*Page*.
========================
Almond Milk Pancakes


  • Author: Feyza Kirmaci
  • Total Time: 18 minutes
  • Yield: 4 servings 1x
  • Diet: Vegetarian

Description

These almond milk pancakes are dairy free, but they’re so fluffy you won’t even notice the difference!


Ingredients

Scale
  • 2 eggs (separated into egg yolks and egg whites)
  • 2 tbsp coconut sugar (total amount for two servings)
  • 1/2 vanilla bean or 1/4 tsp vanilla extract
  • 1/4 cup unsweetened milk
  • 3.5 tbsp flour
  • A pinch of salt

For serving: 

  • 2 tbsp honey
  • 1 kiwi fruit, sliced
  • 1015 blueberries
  • 4 strawberries, sliced

Instructions

  1. Whisk the egg whites and 1 tablespoon of coconut sugar until stiff peaks form.
  2. In another bowl, mix the egg yolks, coconut sugar, vanilla bean, salt, and plant-based milk.
  3. Add the flour to the egg yolk mixture and mix well.
  4. Fold half of the egg white mixture into the egg yolk mixture using a spatula. Then, add the other half and fold.
  5. Heat a pan over medium heat. Pour ¼ cups of the batter onto the pan.
  6. Cook for 3-4 minutes. Flip the pancakes and cook for 2-3 more minutes on the other side.
  7. Remove from heat and serve the fluffy and cloud-like pancakes warm with your choice of toppings. Enjoy!

Notes

  • Cook the batter right after mixing it to keep the airy texture of the egg whites.
  • Whisk egg whites separately in a different bowl to stiff peaks before folding them into the egg yolk mixture.
========================
*Material to process*.
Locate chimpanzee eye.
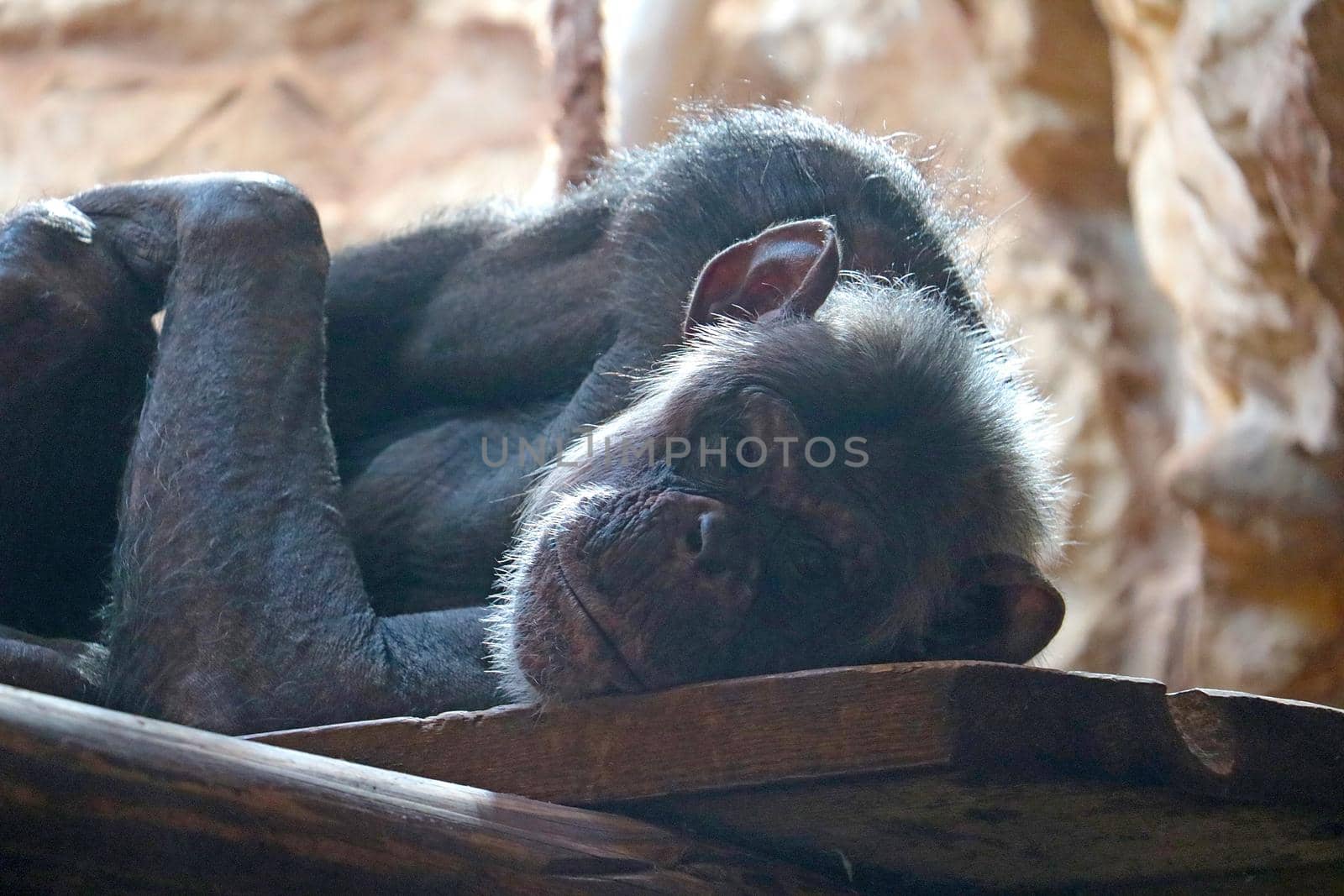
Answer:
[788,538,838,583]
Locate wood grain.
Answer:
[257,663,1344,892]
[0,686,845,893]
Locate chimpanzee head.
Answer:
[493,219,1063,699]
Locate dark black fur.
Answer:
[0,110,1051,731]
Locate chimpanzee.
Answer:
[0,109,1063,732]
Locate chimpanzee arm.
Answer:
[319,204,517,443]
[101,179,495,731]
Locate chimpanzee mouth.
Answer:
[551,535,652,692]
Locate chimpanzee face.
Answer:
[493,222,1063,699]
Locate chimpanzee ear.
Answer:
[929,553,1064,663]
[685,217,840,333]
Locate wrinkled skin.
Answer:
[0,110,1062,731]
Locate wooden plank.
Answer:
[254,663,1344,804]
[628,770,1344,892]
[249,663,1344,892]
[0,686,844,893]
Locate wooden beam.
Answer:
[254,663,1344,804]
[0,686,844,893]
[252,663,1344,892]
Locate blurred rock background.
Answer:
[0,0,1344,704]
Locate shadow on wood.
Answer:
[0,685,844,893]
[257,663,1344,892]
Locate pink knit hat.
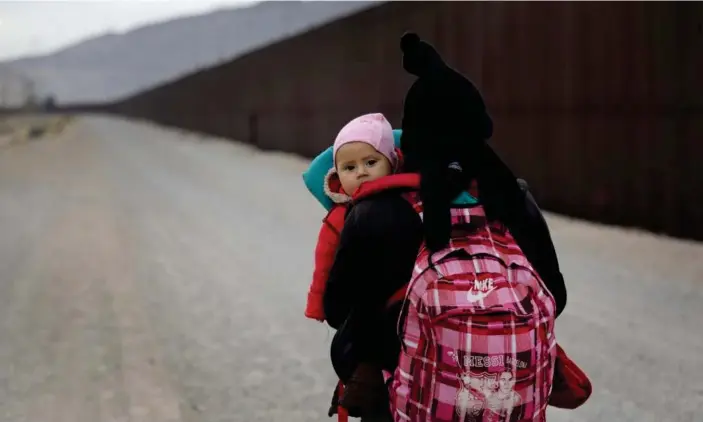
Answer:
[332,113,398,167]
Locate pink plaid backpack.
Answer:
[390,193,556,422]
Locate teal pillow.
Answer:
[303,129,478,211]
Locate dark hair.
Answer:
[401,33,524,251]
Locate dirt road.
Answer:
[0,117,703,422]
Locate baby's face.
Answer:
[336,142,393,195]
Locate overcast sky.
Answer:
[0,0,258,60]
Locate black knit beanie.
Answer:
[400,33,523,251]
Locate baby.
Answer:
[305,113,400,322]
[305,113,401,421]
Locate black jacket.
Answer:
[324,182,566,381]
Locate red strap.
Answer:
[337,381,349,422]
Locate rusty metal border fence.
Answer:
========================
*Exercise tasks*.
(1) Based on the pancake recipe, answer yes or no to each statement, quoting the words that decide it: (a) the recipe takes 18 minutes in total; (b) the recipe is labeled vegan; (c) the pancakes are flipped after cooking for 3-4 minutes.
(2) Swap "chimpanzee" for "bonobo" in the records, from their first line through the line with "[101,179,495,731]", both included. Leave everything else unchanged, and omit the pictures.

*Replies*.
(1)
(a) Yes: "Total Time: 18 minutes"
(b) No: "Diet: Vegetarian"
(c) Yes: "Cook for 3-4 minutes. Flip the pancakes"

(2)
Locate bonobo eye.
Answer:
[788,538,838,583]
Locate wood grain.
Answer:
[257,663,1344,892]
[0,686,845,893]
Locate bonobo head.
Answer:
[493,219,1063,699]
Locate dark black fur.
Answer:
[0,110,1051,731]
Locate bonobo.
Answer:
[0,109,1063,732]
Locate bonobo arm.
Answer:
[319,204,517,443]
[101,179,495,731]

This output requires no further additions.